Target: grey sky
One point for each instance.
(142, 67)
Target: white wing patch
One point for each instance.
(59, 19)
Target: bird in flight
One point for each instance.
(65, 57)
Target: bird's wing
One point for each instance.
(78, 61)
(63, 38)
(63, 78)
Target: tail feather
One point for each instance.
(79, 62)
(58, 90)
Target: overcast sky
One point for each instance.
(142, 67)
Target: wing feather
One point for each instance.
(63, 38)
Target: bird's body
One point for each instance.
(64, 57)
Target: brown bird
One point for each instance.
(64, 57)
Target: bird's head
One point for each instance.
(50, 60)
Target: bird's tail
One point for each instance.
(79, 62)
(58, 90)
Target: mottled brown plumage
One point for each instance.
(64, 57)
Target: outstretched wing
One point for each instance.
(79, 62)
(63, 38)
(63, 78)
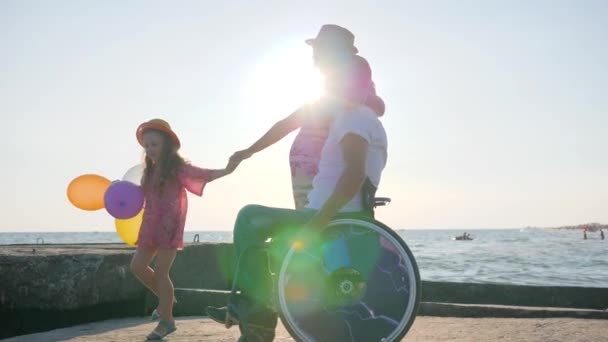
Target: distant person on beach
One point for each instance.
(352, 160)
(333, 50)
(166, 178)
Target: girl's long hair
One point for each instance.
(165, 168)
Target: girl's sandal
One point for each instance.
(155, 335)
(155, 315)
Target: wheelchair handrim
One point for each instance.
(404, 253)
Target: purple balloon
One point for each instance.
(123, 199)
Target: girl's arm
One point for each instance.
(277, 132)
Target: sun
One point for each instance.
(285, 76)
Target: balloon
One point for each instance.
(134, 174)
(128, 229)
(123, 199)
(86, 192)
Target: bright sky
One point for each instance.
(497, 111)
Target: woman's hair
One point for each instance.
(168, 164)
(375, 102)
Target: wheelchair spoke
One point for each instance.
(361, 284)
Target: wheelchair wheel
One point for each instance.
(360, 284)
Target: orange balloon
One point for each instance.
(86, 191)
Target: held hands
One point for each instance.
(238, 156)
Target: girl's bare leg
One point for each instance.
(164, 261)
(140, 266)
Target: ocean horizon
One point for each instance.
(526, 256)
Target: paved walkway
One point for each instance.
(425, 329)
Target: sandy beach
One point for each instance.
(425, 329)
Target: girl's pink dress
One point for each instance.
(165, 211)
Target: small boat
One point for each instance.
(462, 238)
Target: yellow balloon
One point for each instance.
(86, 192)
(128, 229)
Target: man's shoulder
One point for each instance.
(358, 114)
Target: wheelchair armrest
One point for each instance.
(380, 201)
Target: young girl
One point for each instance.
(166, 178)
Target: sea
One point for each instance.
(530, 256)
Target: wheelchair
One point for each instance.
(360, 283)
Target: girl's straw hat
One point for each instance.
(158, 125)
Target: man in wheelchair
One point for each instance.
(350, 168)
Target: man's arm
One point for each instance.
(354, 150)
(277, 132)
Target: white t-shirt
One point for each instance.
(363, 122)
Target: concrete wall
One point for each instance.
(50, 286)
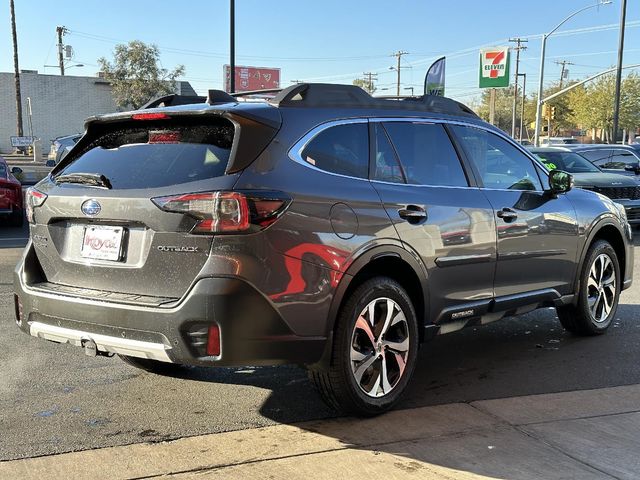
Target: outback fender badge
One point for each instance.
(171, 248)
(91, 207)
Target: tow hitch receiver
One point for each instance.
(90, 347)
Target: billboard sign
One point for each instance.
(252, 78)
(494, 67)
(21, 141)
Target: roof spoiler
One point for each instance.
(173, 99)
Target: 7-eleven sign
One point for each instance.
(494, 67)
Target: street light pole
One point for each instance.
(232, 47)
(616, 107)
(536, 137)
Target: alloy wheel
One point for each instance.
(601, 288)
(379, 347)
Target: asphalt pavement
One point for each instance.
(54, 399)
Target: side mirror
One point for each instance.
(633, 168)
(560, 182)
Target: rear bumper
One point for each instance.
(251, 330)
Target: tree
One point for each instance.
(136, 74)
(365, 85)
(592, 104)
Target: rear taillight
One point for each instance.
(227, 212)
(35, 199)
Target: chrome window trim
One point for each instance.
(295, 152)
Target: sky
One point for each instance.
(332, 41)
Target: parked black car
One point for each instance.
(324, 228)
(620, 188)
(621, 159)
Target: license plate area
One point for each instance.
(102, 243)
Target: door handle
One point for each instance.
(507, 214)
(413, 213)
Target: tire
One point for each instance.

Direction:
Give every line back word for word and leave the pictures out.

Solution:
Target: grey sky
One point for each instance.
(142, 67)
Target: white wing patch
One point for each instance.
(59, 19)
Target: bird in flight
One point for each instance.
(65, 57)
Target: bird's wing
One point for each instance.
(78, 61)
(63, 38)
(63, 78)
Target: tail feather
One point for each instance.
(79, 62)
(58, 90)
Target: overcast sky
One point for each instance.
(142, 67)
Target: wing feather
One point for each instance.
(63, 38)
Target: bird's body
One point for each instance.
(64, 57)
Target: brown bird
One point for each instance.
(64, 57)
Target: bird's head
One point for each instance.
(50, 60)
Target: bird's tail
One point for each instance.
(79, 62)
(58, 90)
Target: mottled brown plumage
One point for each instance.
(64, 57)
Target: outstretched wing
One point for each instance.
(79, 62)
(63, 38)
(63, 78)
Target: distant person on beach
One point for each instance.
(352, 160)
(333, 50)
(166, 178)
Target: girl's long hair
One point for each instance.
(165, 168)
Target: girl's sandal
One point for each instance.
(155, 335)
(155, 315)
Target: wheelchair handrim
One point for each instance.
(404, 253)
Target: purple balloon
One point for each instance.
(123, 199)
Target: girl's arm
One point for each instance.
(277, 132)
Target: sun
One point for each instance.
(285, 76)
Target: balloon
One point for each instance.
(134, 174)
(128, 229)
(123, 199)
(86, 192)
Target: bright sky
One point for each instance.
(497, 111)
Target: woman's hair
One point for each instance.
(168, 164)
(375, 102)
Target: wheelchair spoke
One point for each instance.
(361, 284)
Target: wheelchair wheel
One point for each instance.
(360, 284)
Target: orange balloon
One point for each instance.
(86, 191)
Target: held hands
One point for each instance.
(238, 156)
Target: girl's bare leg
One point for each instance.
(164, 261)
(140, 266)
Target: ocean horizon
One point for each instance.
(526, 256)
Target: paved walkway
One point for each instance.
(425, 329)
Target: sandy beach
One point for each instance.
(425, 329)
Target: girl's pink dress
One point for each instance.
(165, 211)
Target: small boat
One point for each instance.
(462, 238)
Target: yellow balloon
One point for each instance.
(86, 192)
(128, 229)
Target: man's shoulder
One point for each instance.
(358, 114)
Target: wheelchair armrest
One point for each instance.
(380, 201)
Target: young girl
One point for each instance.
(166, 178)
Target: sea
One point for each instance.
(530, 256)
Target: wheelchair
One point for each instance.
(360, 283)
Target: girl's straw hat
One point for each instance.
(158, 125)
Target: man in wheelchair
One point for each instance.
(350, 168)
Target: man's arm
One point for each instance.
(354, 150)
(277, 132)
Target: white t-shirt
One point for each instance.
(363, 122)
Target: concrete wall
One point for each instance.
(50, 286)
Target: outback fender badge
One point for each instance.
(171, 248)
(91, 207)
Target: tow hitch receiver
One point for each instance.
(90, 347)
Target: billboard sign
One point for each instance.
(252, 78)
(494, 67)
(21, 141)
Target: roof spoiler
One point for each instance.
(173, 99)
Target: 7-eleven sign
One point for each instance.
(494, 67)
Target: street light pole
One point for each instance.
(232, 47)
(616, 107)
(536, 137)
Target: alloy wheel
One point for each instance.
(601, 288)
(379, 347)
Target: asphalt pavement
One point for each instance.
(54, 399)
Target: side mirror
One point for each instance.
(633, 168)
(560, 182)
Target: rear bumper
One point for each instance.
(251, 330)
Target: tree
One point for each instance.
(136, 74)
(365, 85)
(592, 104)
Target: rear taillight
One point for each instance.
(227, 212)
(35, 199)
Target: chrome window trim
One point for each instance.
(295, 152)
Target: sky
One point for each instance.
(332, 41)
Target: parked black car
One point for each instance.
(324, 228)
(620, 188)
(621, 159)
Target: license plate area
One point for each instance.
(102, 243)
Target: door handle
One point for each instance.
(507, 214)
(413, 213)
Target: tire
One point for each instance.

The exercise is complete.